Saved entries:
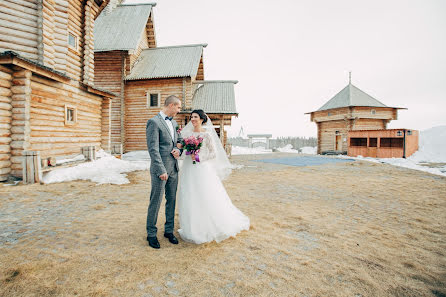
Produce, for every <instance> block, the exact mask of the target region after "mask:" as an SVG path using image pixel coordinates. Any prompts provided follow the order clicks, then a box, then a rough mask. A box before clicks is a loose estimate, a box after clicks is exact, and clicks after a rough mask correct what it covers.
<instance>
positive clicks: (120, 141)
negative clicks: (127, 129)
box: [94, 51, 127, 146]
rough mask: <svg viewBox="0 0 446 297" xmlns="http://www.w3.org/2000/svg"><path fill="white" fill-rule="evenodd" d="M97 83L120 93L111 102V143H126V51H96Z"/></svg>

Task requirements:
Set down a word-for-word copy of the records, dropping any picture.

Solution:
Produce, for every <instance> block, the exact mask of the target region after "mask:" as an SVG path using image pixel coordinates. Any prompts provided follow the order clicks, then a box, then a rough mask. A box before clicks is a loose estimate, a box after clicks is exact, and clicks after a rough mask correct what it covers.
<instance>
positive clicks: (120, 141)
negative clicks: (127, 129)
box: [94, 51, 127, 146]
rough mask: <svg viewBox="0 0 446 297" xmlns="http://www.w3.org/2000/svg"><path fill="white" fill-rule="evenodd" d="M97 83L120 93L111 102V143H126V51H96Z"/></svg>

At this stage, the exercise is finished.